▶ **WHAT THE EXERCISE ASKS**:
Give the material again in full, matching it exactly.

▶ **RECORDS SUPPLIED**:
_ _ _ _ _
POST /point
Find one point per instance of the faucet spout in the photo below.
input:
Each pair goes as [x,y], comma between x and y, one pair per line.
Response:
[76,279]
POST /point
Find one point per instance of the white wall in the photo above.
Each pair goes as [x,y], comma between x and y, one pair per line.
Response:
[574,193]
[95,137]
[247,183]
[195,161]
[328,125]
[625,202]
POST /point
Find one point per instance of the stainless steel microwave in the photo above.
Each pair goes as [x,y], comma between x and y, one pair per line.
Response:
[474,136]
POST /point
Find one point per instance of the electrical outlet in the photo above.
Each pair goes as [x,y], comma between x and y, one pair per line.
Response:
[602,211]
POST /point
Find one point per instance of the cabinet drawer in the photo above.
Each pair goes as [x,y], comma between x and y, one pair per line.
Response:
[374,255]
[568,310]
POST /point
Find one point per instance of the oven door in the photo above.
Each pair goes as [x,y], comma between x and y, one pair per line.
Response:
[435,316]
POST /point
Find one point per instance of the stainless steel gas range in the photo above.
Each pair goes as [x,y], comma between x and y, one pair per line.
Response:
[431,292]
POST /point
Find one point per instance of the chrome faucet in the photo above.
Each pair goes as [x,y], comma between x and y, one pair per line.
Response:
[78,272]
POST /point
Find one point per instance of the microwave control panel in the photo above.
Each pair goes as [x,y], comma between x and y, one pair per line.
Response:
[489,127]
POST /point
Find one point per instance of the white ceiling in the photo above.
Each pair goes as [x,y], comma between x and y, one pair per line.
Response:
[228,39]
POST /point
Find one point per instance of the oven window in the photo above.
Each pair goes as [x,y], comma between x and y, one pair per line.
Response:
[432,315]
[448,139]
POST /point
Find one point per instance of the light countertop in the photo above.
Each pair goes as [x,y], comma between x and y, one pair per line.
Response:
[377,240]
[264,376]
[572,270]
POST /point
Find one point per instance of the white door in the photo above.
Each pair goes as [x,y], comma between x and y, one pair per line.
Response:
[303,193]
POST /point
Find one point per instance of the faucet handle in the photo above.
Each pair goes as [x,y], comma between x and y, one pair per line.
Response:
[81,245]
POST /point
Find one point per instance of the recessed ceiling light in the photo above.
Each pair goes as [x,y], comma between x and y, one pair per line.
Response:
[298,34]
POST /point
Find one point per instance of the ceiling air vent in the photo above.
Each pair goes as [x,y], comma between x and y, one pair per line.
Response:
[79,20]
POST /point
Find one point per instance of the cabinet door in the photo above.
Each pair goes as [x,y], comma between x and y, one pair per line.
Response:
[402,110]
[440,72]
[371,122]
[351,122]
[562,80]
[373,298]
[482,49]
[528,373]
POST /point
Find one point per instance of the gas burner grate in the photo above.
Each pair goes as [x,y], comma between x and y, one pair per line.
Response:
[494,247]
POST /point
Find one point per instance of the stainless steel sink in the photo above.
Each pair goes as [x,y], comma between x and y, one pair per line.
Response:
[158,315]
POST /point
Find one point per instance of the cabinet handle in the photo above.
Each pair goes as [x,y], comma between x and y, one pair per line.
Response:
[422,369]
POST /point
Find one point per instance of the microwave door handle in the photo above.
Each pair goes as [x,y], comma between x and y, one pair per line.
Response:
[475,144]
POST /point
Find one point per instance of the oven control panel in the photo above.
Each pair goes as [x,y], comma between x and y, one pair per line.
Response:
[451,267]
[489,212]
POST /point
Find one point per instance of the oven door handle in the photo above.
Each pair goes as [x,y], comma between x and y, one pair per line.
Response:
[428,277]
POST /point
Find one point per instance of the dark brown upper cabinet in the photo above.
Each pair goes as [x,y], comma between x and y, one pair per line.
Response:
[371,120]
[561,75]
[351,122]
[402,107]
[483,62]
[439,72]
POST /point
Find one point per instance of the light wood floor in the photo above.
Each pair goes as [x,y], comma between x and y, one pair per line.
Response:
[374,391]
_ _ _ _ _
▶ **TASK SOLUTION**:
POST /point
Find one point per instance of the faucet spout in the photo below.
input:
Each pair goes as [x,y], comma between x and y, one pair per line.
Response:
[76,279]
POST /point
Find one point per instance of the white wall in the photo above.
Each pair goes as [x,y], comma between x and y, one pair per line.
Response:
[574,193]
[95,137]
[247,183]
[195,161]
[328,125]
[625,202]
POST /point
Find one point per instance of the stainless steel microwave in the photo above.
Each pair goes as [x,y], comma between x and y, one pair per line.
Response:
[474,136]
POST /point
Find one point per instance of the electrical outlet in the photo above.
Each pair goes as [x,y], comma between x and y, one pair per line.
Response:
[602,211]
POST /point
Find one point per instance of the cabinet drawer in the photo above.
Each pair goes as [x,y], comma between x and y, one pair per line.
Response:
[374,255]
[568,310]
POST /point
Find one point per instance of the oven door in the photo above.
Each pair goes as [x,y], comma between x and y, one pair per line.
Response:
[435,316]
POST /point
Find one point per instance of the stainless steel gas range in the photo above.
Each pair goes as [x,y], comma between x and y, one pair per line.
Response:
[431,292]
POST /point
Find one point per instance of the chrome faucet in the photo above.
Each pair goes as [x,y], comma between x and y, one pair per line.
Response:
[78,272]
POST /point
Find one point per instance of the microwave control panel in the photo above.
Each pair goes as [x,y], comma between x and y, one pair per line.
Response:
[489,127]
POST /point
Find one point per instance of the white ceiling in the photo above.
Each pair goes as [x,y], comma between x and y, one pair per line.
Response:
[228,39]
POST /point
Find one point per instance of the oven window in the photo above.
Each pair goes as [x,y], comma between x and y, one pair per line.
Response:
[432,315]
[448,139]
POST /point
Find one point per instance of the light countertop in the photo above.
Each pair goes as [x,y], comma between x and y, one pair per line.
Response:
[377,240]
[264,376]
[572,270]
POST /point
Find one point per instance of the white door in the photo above.
Each pair goes as [x,y], comma between x and y, one pair per line.
Response:
[303,193]
POST /point
Find one point per instance of the faucet handle in the photo above.
Each pair goes as [x,y], comma between x and y, one pair per line.
Response:
[81,245]
POST /point
Find one point per instance of the recessed ceiling light in the photo above.
Each pair goes as [x,y], comma between x and y, one pair per line.
Response:
[298,34]
POST /point
Find one point per instance of the ceiling air vent in the photo above.
Each pair goes as [x,y], comma between x and y, one pair per line.
Response:
[79,20]
POST /point
Find one point per instance of the cabinet door in the photo above.
Each pair goes as [x,y], comma between x and y, one pair per line.
Response:
[402,110]
[440,72]
[371,122]
[351,122]
[562,80]
[373,298]
[482,49]
[528,373]
POST /point
Find one point per instance of the gas burner grate in the photo above.
Each pair goes as [x,y], comma between x and y, one pair per line.
Response:
[494,247]
POST /point
Find one point per instance of the stainless steel sink in the photo above.
Each pair goes as [x,y], comma between x and y, one pair per line.
Response:
[158,315]
POST /point
Find one point per instance of the cabinet handle in the photo above.
Each pair goes as [x,y], comma between x and y, one pair per line.
Response:
[422,369]
POST /point
Find one point per instance of the microwave door handle in the photo above.
Each pair goes as [x,y], comma between x and y, one pair per line.
Response:
[475,144]
POST /point
Find one point per instance of the oven control panel in the photo above.
Each pair goes as [x,y], comma between x and y, one pair per line.
Response:
[451,267]
[489,212]
POST /point
Find one point per instance of the oven door handle in the photo above.
Each pair goes as [x,y], comma between x and y, one pair per line.
Response:
[428,277]
POST /point
Find one point per instance of the dark brown upper cabinet in the photo above.
Each pair goes as [x,y], comma between x and y, one pair per line.
Response:
[371,120]
[561,75]
[351,122]
[402,107]
[483,62]
[439,72]
POST /point
Find one point per instance of the light wood floor in the photo above.
Each pair goes as [x,y], comma between x and y, one pair per line.
Response:
[374,391]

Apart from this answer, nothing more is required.